◆ Source text ◆
Data_Sheet_1_Cardiac Magnetic Resonance Imaging Right Ventricular Longitudinal Strain Predicts Mortality in Patients Undergoing TAVI.PDF
Background: Right ventricular (RV) function predicts survival in numerous cardiac conditions, including left heart disease. The reference standard for non-invasive assessment of RV function is cardiac magnetic resonance imaging (CMR). The aim of this study was to investigate the association between pre-procedural CMR-derived RV functional parameters and mortality in patients undergoing transcatheter aortic valve implantation (TAVI).
Methods: Patients scheduled for TAVI were recruited to undergo pre-procedural CMR. Volumetric function and global longitudinal and circumferential strain (GLS and GCS) of the RV and left ventricle (LV) were measured. The association with the primary endpoint (1-year all-cause mortality) was analyzed with Cox regression.
Results: Of 133 patients undergoing CMR, 113 patients were included in the analysis. Mean age was 81.8 ± 5.8 years, and 65% were female. Median follow-up was 3.9 [IQR 2.3–4.7] years. All-cause and cardiovascular mortality was 14 and 12% at 1 year, and 28 and 20% at 3 years, respectively. One-year all-cause mortality was significantly predicted by RV GLS [HR = 1.109 (95% CI: 1.023–1.203); p = 0.012], RV ejection fraction [HR = 0.956 (95% CI: 0.929–0.985); p = 0.003], RV end-diastolic volume index [HR = 1.009 (95% CI: 1.001–1.018); p = 0.025], and RV end-systolic volume index [HR = 1.010 (95% CI: 1.003–1.017); p = 0.005]. In receiver operating characteristic (ROC) analysis for 1-year all-cause mortality, the area under the curve was 0.705 (RV GLS) and 0.673 (RV EF). Associations decreased in strength at longer follow-up. None of the LV parameters was associated with mortality.
Conclusions: RV function predicts intermediate-term mortality in TAVI patients while LV parameters were not associated with outcomes. Inclusion of easily obtainable RV GLS may improve future risk scores.

◆ Information given ◆
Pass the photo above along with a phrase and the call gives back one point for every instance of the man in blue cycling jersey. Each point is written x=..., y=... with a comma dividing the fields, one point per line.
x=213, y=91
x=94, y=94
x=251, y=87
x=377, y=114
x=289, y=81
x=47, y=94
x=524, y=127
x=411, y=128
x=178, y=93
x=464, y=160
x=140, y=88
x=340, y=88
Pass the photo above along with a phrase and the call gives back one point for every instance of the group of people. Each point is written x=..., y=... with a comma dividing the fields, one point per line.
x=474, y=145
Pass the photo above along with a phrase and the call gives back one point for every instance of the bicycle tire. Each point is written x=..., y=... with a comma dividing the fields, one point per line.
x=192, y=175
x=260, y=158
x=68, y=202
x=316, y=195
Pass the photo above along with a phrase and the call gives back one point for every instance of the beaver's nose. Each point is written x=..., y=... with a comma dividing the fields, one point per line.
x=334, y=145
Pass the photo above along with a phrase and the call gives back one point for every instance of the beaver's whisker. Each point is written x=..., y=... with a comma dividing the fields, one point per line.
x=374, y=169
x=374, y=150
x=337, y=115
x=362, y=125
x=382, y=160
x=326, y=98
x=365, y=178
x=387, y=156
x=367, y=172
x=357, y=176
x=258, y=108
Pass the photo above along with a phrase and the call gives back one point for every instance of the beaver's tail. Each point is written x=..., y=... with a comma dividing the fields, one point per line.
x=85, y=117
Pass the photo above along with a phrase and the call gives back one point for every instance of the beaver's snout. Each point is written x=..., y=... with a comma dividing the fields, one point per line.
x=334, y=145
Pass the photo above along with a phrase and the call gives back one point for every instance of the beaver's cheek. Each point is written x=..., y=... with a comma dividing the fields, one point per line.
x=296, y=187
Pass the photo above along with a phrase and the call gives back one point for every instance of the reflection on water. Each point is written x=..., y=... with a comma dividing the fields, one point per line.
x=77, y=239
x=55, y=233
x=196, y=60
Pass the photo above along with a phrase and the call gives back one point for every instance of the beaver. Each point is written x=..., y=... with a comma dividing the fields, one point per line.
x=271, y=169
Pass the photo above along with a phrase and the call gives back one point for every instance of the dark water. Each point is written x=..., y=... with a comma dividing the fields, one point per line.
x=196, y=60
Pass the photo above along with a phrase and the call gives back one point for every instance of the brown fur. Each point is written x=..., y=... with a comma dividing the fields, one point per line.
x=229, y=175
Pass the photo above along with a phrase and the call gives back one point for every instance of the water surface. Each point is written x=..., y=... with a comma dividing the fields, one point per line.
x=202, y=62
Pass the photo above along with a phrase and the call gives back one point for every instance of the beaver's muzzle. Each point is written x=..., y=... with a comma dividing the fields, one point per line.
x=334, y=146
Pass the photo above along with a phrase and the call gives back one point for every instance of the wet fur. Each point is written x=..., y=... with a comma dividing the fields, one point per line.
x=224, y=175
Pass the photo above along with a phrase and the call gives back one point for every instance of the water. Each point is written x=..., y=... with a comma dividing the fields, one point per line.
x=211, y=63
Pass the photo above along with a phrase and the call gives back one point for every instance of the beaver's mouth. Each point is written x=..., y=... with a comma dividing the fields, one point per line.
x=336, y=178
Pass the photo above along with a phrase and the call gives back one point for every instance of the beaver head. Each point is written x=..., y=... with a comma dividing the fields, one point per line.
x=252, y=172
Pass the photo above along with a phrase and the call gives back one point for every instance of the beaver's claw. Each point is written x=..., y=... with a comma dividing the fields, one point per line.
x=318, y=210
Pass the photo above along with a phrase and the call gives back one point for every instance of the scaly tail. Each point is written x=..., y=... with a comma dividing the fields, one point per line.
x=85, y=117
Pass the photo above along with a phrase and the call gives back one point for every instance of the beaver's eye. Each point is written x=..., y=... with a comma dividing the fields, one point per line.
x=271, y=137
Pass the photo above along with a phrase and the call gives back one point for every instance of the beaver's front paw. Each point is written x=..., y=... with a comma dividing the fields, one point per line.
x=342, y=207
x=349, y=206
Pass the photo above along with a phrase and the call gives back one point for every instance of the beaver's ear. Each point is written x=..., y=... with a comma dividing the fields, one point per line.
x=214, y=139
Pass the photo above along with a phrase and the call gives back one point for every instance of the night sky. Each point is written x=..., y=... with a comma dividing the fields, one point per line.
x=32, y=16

◆ The task ◆
Retype the passage of the cardiac MRI abstract starting with "Conclusions: RV function" and going on through "future risk scores.".

◆ Solution to this exercise ◆
Conclusions: RV function predicts intermediate-term mortality in TAVI patients while LV parameters were not associated with outcomes. Inclusion of easily obtainable RV GLS may improve future risk scores.